──────── Exercise material

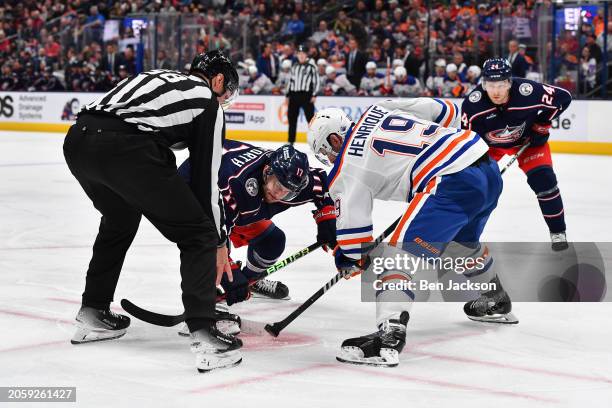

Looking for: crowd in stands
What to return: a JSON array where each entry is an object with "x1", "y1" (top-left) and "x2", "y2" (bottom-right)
[{"x1": 0, "y1": 0, "x2": 612, "y2": 97}]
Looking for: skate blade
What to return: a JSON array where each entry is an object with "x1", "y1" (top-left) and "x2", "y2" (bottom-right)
[
  {"x1": 177, "y1": 320, "x2": 240, "y2": 337},
  {"x1": 70, "y1": 328, "x2": 126, "y2": 344},
  {"x1": 336, "y1": 347, "x2": 399, "y2": 367},
  {"x1": 196, "y1": 350, "x2": 242, "y2": 373},
  {"x1": 251, "y1": 291, "x2": 291, "y2": 300},
  {"x1": 468, "y1": 313, "x2": 518, "y2": 324}
]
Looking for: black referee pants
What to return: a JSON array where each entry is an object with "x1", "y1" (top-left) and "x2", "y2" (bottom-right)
[
  {"x1": 287, "y1": 92, "x2": 314, "y2": 144},
  {"x1": 64, "y1": 115, "x2": 218, "y2": 331}
]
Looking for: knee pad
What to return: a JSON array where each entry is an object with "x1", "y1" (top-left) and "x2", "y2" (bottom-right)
[
  {"x1": 246, "y1": 224, "x2": 286, "y2": 273},
  {"x1": 527, "y1": 166, "x2": 559, "y2": 198}
]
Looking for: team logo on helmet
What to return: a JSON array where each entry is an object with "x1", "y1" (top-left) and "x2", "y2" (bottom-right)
[
  {"x1": 244, "y1": 177, "x2": 259, "y2": 197},
  {"x1": 486, "y1": 122, "x2": 525, "y2": 143},
  {"x1": 468, "y1": 91, "x2": 482, "y2": 103},
  {"x1": 519, "y1": 83, "x2": 533, "y2": 96}
]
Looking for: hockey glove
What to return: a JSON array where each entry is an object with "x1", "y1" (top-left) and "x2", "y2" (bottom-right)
[
  {"x1": 221, "y1": 262, "x2": 251, "y2": 306},
  {"x1": 531, "y1": 121, "x2": 552, "y2": 147},
  {"x1": 312, "y1": 205, "x2": 337, "y2": 252},
  {"x1": 334, "y1": 246, "x2": 363, "y2": 279}
]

────────────────

**Task brief:** Leave out the pictures and copy the rest of the material above exactly.

**Complete response:**
Looking for: crowd in stands
What to return: a JSON array where each entry is an object with "x1", "y1" (top-left) and "x2", "y2" (bottom-right)
[{"x1": 0, "y1": 0, "x2": 612, "y2": 97}]
Looking for: skate blade
What to return: a JSON array where each entry is an object with "x1", "y1" (top-left) and "x2", "y2" (bottom-right)
[
  {"x1": 177, "y1": 320, "x2": 240, "y2": 337},
  {"x1": 70, "y1": 328, "x2": 126, "y2": 344},
  {"x1": 336, "y1": 347, "x2": 399, "y2": 367},
  {"x1": 196, "y1": 350, "x2": 242, "y2": 373},
  {"x1": 251, "y1": 291, "x2": 291, "y2": 300},
  {"x1": 468, "y1": 313, "x2": 518, "y2": 324}
]
Looking for: black referee pants
What to return: a JSON array where each entry is an object with "x1", "y1" (top-left) and "x2", "y2" (bottom-right)
[
  {"x1": 287, "y1": 92, "x2": 314, "y2": 144},
  {"x1": 64, "y1": 115, "x2": 218, "y2": 331}
]
Looking for: knee pad
What to return: a JSON array where each entry is an object with "x1", "y1" (top-left) and "x2", "y2" (bottom-right)
[
  {"x1": 246, "y1": 224, "x2": 286, "y2": 273},
  {"x1": 527, "y1": 166, "x2": 559, "y2": 198}
]
Looking for: team logo on helmet
What to return: a JSON array where each entry is an object with "x1", "y1" (top-left) and "x2", "y2" (bottom-right)
[
  {"x1": 244, "y1": 177, "x2": 259, "y2": 197},
  {"x1": 486, "y1": 122, "x2": 525, "y2": 143},
  {"x1": 468, "y1": 91, "x2": 482, "y2": 103},
  {"x1": 519, "y1": 83, "x2": 533, "y2": 96}
]
Looking for: hockey glove
What to return: a JSON array where each entry is an object with "x1", "y1" (top-left) and "x2", "y2" (bottom-right)
[
  {"x1": 221, "y1": 262, "x2": 251, "y2": 306},
  {"x1": 531, "y1": 121, "x2": 552, "y2": 147},
  {"x1": 312, "y1": 205, "x2": 337, "y2": 252},
  {"x1": 334, "y1": 246, "x2": 363, "y2": 279}
]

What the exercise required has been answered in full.